- **WHAT TO PRODUCE**
Lay out as a numbered list the rows from the first line through the line containing "column 232, row 337", both included, and leave out any blank lines.

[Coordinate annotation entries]
============================================================

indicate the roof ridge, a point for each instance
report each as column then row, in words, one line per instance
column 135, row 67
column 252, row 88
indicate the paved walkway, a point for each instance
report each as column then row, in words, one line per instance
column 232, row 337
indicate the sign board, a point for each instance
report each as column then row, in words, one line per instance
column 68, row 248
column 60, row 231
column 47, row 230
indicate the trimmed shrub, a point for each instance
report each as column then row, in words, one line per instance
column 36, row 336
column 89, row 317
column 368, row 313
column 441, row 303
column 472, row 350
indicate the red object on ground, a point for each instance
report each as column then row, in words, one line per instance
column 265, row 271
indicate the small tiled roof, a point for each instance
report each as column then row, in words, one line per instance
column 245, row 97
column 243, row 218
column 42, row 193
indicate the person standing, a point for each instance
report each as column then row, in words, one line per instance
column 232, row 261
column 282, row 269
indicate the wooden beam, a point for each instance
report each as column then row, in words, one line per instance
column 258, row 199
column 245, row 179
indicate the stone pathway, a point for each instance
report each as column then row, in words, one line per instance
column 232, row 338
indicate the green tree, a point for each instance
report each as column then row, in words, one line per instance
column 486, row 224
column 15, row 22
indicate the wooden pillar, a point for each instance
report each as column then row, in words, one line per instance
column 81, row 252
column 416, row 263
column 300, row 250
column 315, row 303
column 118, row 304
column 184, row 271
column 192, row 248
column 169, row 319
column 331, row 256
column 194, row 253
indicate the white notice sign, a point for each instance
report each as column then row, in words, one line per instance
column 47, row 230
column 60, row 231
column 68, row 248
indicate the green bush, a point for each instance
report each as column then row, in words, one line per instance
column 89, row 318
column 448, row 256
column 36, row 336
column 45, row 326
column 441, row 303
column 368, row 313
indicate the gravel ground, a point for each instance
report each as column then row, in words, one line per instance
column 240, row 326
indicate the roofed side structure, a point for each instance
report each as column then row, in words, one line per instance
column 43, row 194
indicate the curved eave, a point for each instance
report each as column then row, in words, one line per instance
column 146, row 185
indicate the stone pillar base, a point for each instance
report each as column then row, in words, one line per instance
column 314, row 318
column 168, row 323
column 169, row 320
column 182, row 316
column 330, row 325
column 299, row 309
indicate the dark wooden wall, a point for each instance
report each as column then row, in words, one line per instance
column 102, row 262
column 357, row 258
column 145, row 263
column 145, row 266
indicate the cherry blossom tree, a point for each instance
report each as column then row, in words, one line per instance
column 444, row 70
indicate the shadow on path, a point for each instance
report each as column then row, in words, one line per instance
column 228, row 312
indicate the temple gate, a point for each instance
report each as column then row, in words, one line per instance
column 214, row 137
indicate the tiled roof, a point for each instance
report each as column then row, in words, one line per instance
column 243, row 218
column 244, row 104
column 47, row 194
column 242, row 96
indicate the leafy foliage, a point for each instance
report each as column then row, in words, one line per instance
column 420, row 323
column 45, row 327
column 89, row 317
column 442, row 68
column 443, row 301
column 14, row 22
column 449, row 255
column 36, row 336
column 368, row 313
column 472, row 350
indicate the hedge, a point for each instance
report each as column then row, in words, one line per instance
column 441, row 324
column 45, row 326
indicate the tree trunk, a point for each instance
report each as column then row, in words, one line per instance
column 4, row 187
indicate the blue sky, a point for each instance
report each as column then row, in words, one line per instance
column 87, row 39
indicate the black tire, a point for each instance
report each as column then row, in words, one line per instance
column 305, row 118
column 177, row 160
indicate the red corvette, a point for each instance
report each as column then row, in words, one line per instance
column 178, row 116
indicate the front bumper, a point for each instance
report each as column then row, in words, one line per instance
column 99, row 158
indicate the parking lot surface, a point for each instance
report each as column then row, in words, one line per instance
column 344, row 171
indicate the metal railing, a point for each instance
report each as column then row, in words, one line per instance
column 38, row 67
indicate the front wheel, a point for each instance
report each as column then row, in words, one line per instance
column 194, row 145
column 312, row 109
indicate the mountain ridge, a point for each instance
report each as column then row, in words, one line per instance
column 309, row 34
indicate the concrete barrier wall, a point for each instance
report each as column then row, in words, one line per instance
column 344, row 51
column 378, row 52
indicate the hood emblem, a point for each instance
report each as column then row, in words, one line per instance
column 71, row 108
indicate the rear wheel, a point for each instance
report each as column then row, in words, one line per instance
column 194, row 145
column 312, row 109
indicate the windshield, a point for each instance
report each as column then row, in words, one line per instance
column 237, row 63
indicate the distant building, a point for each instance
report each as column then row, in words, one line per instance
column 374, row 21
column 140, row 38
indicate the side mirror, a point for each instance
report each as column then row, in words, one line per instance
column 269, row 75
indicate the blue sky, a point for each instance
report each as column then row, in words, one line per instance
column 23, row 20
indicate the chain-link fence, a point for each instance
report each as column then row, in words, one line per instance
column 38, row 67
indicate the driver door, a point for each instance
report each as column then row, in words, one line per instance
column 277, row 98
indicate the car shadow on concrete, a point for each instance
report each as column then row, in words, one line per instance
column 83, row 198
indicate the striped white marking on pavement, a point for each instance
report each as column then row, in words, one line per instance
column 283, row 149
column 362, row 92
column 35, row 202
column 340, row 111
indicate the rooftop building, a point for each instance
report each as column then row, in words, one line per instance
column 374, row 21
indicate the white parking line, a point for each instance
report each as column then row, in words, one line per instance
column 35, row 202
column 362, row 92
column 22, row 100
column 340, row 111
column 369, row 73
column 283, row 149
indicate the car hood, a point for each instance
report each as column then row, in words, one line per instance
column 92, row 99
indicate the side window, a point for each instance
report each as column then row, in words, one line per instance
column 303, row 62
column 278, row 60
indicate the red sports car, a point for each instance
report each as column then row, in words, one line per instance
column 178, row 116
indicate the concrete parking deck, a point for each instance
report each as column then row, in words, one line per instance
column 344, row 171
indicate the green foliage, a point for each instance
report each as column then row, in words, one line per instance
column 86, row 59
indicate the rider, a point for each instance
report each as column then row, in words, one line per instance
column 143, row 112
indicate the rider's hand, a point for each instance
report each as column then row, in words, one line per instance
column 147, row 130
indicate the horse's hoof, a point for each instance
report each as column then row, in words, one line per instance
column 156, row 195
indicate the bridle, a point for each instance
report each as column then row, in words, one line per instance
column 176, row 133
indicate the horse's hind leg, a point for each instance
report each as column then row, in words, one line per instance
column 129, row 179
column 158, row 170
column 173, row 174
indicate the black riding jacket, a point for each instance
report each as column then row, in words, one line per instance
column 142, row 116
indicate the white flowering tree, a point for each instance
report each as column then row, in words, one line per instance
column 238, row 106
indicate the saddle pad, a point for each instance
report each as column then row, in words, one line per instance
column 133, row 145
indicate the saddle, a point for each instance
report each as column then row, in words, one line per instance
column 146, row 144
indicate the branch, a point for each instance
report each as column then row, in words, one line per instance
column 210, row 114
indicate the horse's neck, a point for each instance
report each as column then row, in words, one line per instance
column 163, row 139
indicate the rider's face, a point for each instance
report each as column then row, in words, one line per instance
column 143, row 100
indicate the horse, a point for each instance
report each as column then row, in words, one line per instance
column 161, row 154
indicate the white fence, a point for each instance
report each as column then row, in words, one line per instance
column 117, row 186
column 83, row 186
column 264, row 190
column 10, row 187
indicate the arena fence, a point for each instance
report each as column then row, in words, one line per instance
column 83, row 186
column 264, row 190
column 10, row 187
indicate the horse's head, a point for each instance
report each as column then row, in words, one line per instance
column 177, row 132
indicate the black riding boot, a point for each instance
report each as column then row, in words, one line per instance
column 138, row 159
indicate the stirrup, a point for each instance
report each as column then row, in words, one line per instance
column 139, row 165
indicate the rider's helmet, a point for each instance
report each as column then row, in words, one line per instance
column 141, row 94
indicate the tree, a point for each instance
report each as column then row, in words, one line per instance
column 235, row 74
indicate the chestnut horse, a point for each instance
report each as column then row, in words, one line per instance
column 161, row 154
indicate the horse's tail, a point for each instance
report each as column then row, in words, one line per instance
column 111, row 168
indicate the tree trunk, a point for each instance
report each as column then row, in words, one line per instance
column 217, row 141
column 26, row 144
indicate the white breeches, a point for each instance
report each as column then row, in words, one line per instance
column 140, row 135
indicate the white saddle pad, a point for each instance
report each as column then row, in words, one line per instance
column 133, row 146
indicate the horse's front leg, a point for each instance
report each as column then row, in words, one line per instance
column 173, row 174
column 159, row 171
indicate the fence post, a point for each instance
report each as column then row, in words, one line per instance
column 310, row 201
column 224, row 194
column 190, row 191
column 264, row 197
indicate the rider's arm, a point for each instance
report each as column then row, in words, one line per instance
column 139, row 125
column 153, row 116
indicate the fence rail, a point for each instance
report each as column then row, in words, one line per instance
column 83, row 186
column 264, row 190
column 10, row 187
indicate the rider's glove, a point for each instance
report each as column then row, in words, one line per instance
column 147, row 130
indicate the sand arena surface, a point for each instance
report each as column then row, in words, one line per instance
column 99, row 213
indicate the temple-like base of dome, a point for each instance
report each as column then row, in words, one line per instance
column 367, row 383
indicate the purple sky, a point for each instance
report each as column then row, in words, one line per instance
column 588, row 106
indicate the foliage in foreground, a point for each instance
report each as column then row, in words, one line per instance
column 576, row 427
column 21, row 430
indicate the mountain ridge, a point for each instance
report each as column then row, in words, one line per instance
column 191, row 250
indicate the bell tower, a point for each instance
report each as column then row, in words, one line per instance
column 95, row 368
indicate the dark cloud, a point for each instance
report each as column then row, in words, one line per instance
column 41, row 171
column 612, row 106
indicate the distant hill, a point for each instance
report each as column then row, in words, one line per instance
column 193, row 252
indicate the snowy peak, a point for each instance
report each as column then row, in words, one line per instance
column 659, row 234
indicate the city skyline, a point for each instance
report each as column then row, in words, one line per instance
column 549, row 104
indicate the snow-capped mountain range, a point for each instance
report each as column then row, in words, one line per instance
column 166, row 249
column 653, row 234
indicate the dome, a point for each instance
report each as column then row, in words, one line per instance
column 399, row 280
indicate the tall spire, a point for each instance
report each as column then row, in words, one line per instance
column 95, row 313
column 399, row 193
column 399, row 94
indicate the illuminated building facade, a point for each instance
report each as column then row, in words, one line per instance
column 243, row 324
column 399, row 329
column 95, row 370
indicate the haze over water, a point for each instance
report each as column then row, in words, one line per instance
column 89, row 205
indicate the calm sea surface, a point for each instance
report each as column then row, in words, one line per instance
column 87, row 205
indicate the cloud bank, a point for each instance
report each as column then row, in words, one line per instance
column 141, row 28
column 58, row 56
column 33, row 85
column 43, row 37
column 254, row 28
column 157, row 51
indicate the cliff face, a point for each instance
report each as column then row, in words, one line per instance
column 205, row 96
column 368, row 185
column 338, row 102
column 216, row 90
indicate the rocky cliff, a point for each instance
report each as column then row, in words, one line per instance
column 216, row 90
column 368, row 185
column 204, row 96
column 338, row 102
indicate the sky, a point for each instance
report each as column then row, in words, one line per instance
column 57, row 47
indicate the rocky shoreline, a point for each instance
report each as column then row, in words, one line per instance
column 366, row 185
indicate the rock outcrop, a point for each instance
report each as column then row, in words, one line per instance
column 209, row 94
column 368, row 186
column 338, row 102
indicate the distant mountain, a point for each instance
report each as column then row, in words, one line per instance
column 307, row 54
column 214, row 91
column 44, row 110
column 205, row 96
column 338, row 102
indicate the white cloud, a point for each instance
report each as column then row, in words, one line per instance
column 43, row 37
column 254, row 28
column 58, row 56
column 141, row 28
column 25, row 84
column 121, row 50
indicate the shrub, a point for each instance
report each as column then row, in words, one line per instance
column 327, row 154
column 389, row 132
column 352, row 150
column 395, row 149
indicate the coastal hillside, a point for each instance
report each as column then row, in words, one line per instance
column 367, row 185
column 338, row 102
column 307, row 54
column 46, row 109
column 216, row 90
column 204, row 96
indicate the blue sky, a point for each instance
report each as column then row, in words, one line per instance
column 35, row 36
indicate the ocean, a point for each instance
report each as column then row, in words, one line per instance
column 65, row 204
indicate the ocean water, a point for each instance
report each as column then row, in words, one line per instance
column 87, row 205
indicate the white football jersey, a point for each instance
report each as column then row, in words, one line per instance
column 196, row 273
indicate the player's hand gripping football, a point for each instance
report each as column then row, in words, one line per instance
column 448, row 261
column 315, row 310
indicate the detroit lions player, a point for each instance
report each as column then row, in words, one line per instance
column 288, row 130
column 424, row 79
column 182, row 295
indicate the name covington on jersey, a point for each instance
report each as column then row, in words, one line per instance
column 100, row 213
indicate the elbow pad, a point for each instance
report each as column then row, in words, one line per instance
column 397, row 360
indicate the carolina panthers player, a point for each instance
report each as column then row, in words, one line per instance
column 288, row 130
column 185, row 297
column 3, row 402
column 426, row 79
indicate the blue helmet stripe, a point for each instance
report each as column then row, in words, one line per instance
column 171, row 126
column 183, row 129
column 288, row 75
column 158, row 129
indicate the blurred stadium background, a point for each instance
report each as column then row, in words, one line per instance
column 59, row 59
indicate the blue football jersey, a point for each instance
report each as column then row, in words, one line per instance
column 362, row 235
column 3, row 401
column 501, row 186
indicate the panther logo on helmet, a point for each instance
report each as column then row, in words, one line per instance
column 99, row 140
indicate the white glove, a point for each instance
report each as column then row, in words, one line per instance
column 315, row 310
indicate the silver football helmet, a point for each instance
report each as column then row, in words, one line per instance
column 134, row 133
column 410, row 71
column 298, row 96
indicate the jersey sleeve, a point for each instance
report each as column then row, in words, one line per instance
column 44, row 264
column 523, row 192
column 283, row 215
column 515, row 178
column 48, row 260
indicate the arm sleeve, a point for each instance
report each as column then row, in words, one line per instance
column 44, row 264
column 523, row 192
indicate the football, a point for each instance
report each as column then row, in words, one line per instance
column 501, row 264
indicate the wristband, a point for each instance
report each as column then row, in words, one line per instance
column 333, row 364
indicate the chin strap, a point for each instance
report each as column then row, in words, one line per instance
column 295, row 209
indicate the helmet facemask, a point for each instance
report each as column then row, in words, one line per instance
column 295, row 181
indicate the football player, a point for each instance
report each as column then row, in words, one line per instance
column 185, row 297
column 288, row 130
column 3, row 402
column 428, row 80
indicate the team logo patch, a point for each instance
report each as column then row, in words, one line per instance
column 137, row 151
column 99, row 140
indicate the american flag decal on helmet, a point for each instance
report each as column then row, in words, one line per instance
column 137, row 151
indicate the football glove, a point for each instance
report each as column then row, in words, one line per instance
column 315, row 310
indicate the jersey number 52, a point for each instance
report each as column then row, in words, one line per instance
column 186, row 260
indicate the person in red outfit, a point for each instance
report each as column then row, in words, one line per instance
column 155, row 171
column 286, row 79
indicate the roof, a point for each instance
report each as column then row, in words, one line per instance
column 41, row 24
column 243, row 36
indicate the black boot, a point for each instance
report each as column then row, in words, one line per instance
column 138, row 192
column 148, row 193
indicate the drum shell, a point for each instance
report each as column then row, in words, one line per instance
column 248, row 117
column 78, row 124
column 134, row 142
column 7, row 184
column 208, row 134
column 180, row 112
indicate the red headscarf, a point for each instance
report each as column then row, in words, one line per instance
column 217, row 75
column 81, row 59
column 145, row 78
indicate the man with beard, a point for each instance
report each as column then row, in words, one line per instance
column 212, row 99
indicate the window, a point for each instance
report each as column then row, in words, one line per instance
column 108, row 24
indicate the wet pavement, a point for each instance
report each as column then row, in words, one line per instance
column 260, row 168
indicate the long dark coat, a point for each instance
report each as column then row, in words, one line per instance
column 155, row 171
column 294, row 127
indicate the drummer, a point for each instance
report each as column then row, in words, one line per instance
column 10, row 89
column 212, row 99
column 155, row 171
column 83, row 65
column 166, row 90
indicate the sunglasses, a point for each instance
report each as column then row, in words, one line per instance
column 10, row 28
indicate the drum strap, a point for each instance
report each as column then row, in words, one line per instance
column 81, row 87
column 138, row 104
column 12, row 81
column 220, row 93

============================================================

- **CORRECT RESPONSE**
1. indicate the roof ridge, a point for each instance
2. report each as column then row, in words, one line per instance
3. column 135, row 67
4. column 252, row 88
5. indicate the paved walkway, a point for each instance
6. report each as column then row, in words, one line per instance
7. column 232, row 337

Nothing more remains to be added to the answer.